◆ Exercise A:
Translate into Spanish this sentence from the text about losing a long-distance friend: "He helped me with computer stuff frequently, something I need a lot more than I thought."
◆ Exercise B:
Reproduce a passage of the text about losing a long-distance friend, beginning at the words "After awhile, I" and stopping after "an hour away.".

◆ Selected excerpt:
====================

My friend is gone... and I just found out.

I’m really bad about contacting my long distance friends, apparently. Really bad.

I found out yesterday that a friend I had in a different city died this past February. He was diagnosed with cancer after Christmas, and and was gone a month later. I’m still kind of stunned by it. I haven’t talked to him in over a year. During this time, he remarried and had another kid. And I didn’t know about it. I’m really bummed out by losing a friend, but I’m also really mad because I never even bothered to send him an email or anything.

John is the only guy I know who, during the normal course of eating a piece of cake, got some on his ear.

He could get a hangover just by looking at a beer, and more than once threatened my life when I mentioned that I never get hangovers.

He helped me with computer stuff frequently, something I need a lot more than I thought.

Once for his birthday, some friends got him a box full of superballs and after hours of drinking and destroying the host’s house, we took them up to the top of Straight St. and tossed the whole box down the hill.

Tonight, I’m going to spend time trying to back in contact with everyone I haven’t talked to in a while. Go call your friends. You never know when it will be too late.

Oof…very sorry to hear about this.

I used to work for my hometown newspaper. It was a very small operation – much of the time it was just myself and the owner/editor/publisher. Years ago I moved on, careerwise, but I’d still pop in every now and then to say hello.

After awhile, I stopped going over there. It was always something I meant to do “when I got a chance”, but I just never got around to it. That got even worse when I moved an hour away.

About two years ago, I found myself near his place with some time to kill, so I thought I’d drop in and have him meet my new newborn daughter. He was happy to see us, and we talked for awhile. When I asked him how he was doing, he responded “I’m dying”. Unfortunately, I took that in a very “Oh geez, I’m dying ovahere” kinda way, so I just brushed it off. A month later, he was gone.

Every time I think of him, I’m always so thankful I got that one last visit in.

I’m so sorry about your friend.

But he has a soulmate, also named John, in my office. The perceived similarity is scary.

I’m sorry for your loss, sending supporting thoughts your way.

I do an OK job keeping in touch. If I lose touch with a friend it is because they haven’t put in at least a token effort to stay in touch. I call most of my friends at least once a quarter and indeed, only a few less than that once a month.

An aunt died last July just a day or two short of her 90th birthday. No one thought to tell me for five months.The only relatives I have left are a couple of aunts and uncles in their 80s in California. We exchange cards and news at Christmastime. I have heaps of cousins whom I don’t know.

We’d sent the aunt a new Thailand calendar, too, but by coincidence it was someone other than her children who finally told us, about the time we sent the calendar. Hope the cousins who got the calendar enjoy it.

For non-family, I stay in close contact with a number of friends from 20-30 years ago. No one from my high-school days or earlier. The Internet makes it easy.

It must be doubly hard to have lost a friend in those circumstances - it must be shocking to not even have known about his marriage let alone his illness. Of course friendship works two ways and I suppose he could have been the one to contact you. I’m going to follow your lead and contact a couple of people I’ve been meaning to for a while now.

Well said. I’m inherently bad at keeping up with people, so this is just the sad motivation I need.

====================

◆ Information provided:

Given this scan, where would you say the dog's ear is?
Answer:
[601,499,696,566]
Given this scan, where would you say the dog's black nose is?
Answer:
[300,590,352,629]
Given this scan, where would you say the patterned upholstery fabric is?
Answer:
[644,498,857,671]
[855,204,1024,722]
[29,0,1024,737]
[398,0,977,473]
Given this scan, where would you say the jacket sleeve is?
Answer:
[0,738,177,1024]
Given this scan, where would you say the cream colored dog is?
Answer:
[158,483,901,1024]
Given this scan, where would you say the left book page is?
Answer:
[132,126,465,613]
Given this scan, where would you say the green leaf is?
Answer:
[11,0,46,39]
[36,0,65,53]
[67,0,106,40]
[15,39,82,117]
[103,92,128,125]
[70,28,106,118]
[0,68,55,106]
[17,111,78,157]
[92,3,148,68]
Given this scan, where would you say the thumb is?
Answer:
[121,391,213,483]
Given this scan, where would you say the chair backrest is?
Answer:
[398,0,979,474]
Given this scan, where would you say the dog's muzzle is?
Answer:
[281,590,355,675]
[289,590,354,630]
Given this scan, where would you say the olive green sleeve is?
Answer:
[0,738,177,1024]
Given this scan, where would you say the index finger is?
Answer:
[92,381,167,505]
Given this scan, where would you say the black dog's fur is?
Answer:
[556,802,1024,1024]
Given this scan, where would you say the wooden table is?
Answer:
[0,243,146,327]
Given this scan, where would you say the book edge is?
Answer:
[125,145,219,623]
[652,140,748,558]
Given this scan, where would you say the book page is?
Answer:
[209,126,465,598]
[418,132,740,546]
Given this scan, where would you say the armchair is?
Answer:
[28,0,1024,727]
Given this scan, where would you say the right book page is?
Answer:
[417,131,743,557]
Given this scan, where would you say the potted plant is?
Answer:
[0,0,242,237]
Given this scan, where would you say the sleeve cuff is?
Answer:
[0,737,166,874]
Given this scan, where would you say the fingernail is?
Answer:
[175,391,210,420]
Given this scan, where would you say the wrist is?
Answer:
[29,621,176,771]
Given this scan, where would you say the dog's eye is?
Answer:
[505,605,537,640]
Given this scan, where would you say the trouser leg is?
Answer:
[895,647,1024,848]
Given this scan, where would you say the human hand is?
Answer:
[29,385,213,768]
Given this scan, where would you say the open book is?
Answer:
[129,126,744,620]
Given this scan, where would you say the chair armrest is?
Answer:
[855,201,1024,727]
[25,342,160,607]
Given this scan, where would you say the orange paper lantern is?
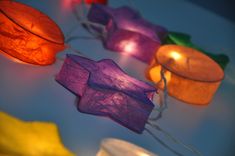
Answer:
[0,0,65,65]
[146,45,224,105]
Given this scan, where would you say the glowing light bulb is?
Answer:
[170,51,182,60]
[119,40,137,53]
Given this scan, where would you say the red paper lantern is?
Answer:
[0,0,65,65]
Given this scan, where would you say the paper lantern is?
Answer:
[88,4,167,63]
[147,45,224,105]
[96,138,157,156]
[56,55,156,133]
[164,32,229,69]
[0,112,74,156]
[0,0,65,65]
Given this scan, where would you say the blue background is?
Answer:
[0,0,235,156]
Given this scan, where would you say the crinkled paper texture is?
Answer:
[165,32,229,70]
[88,4,167,63]
[56,55,156,133]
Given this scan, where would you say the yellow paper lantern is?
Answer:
[96,138,157,156]
[146,45,224,105]
[0,0,65,65]
[0,112,74,156]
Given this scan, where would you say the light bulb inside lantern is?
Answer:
[149,65,171,83]
[170,51,182,61]
[119,40,137,53]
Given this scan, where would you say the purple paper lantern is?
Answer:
[88,4,167,63]
[56,55,156,133]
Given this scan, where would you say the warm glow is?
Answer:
[149,66,171,83]
[146,45,224,105]
[170,51,182,60]
[119,40,137,53]
[0,1,65,65]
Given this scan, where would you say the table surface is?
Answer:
[0,0,235,156]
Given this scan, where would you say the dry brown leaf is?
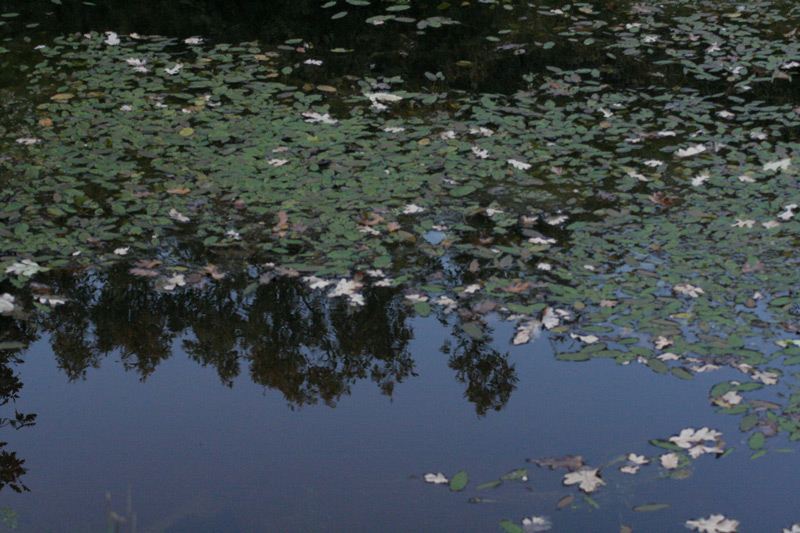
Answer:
[130,268,158,278]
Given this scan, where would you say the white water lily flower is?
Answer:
[731,218,756,228]
[403,204,425,215]
[103,31,122,46]
[364,93,403,102]
[522,516,553,533]
[169,208,189,222]
[433,296,458,314]
[6,259,49,278]
[511,320,542,346]
[472,146,489,159]
[563,468,606,492]
[689,364,719,374]
[627,453,650,465]
[544,215,569,226]
[36,294,67,307]
[692,173,709,187]
[303,276,333,289]
[469,126,494,137]
[720,391,744,405]
[675,144,706,157]
[672,283,705,298]
[542,307,561,329]
[424,472,450,485]
[686,514,739,533]
[752,370,778,385]
[659,452,681,470]
[669,427,722,449]
[161,274,186,291]
[626,169,650,181]
[763,157,792,170]
[164,63,183,76]
[303,111,339,124]
[508,159,531,170]
[688,444,725,459]
[528,237,556,245]
[0,292,16,314]
[358,226,381,235]
[653,335,675,350]
[778,204,797,220]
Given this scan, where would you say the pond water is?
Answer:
[0,0,800,533]
[2,320,798,531]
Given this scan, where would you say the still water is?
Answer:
[0,314,800,532]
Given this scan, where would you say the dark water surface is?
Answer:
[0,320,768,532]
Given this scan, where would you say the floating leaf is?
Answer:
[633,503,669,513]
[450,470,469,492]
[461,322,483,340]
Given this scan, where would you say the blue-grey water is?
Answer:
[0,314,800,532]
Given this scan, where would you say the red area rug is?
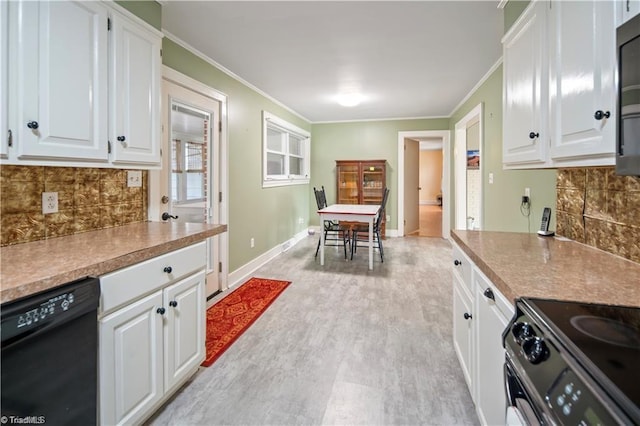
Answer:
[202,277,291,367]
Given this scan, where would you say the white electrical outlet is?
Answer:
[42,192,58,214]
[127,170,142,188]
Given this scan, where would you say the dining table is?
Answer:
[318,204,380,270]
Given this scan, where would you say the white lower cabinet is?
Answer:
[453,244,515,425]
[99,243,206,425]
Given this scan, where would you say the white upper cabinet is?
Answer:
[549,1,616,165]
[0,1,11,158]
[9,1,108,162]
[502,2,547,167]
[0,0,162,168]
[109,15,162,165]
[503,0,620,169]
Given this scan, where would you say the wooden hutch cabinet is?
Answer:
[336,160,388,236]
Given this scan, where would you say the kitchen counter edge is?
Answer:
[451,230,640,308]
[0,222,227,303]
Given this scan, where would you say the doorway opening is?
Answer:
[149,67,228,302]
[398,130,450,239]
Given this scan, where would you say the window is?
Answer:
[171,104,210,204]
[262,111,311,187]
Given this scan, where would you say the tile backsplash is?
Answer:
[0,166,148,246]
[556,167,640,262]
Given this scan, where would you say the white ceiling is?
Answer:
[162,0,503,122]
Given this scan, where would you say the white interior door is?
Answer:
[157,80,221,296]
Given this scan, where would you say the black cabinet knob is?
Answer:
[483,288,496,300]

====================

◆ Exercise response A:
Me ayudaba con frecuencia con cosas de computadoras, algo que necesito mucho más de lo que pensaba.

◆ Exercise response B:
After awhile, I stopped going over there. It was always something I meant to do “when I got a chance”, but I just never got around to it. That got even worse when I moved an hour away.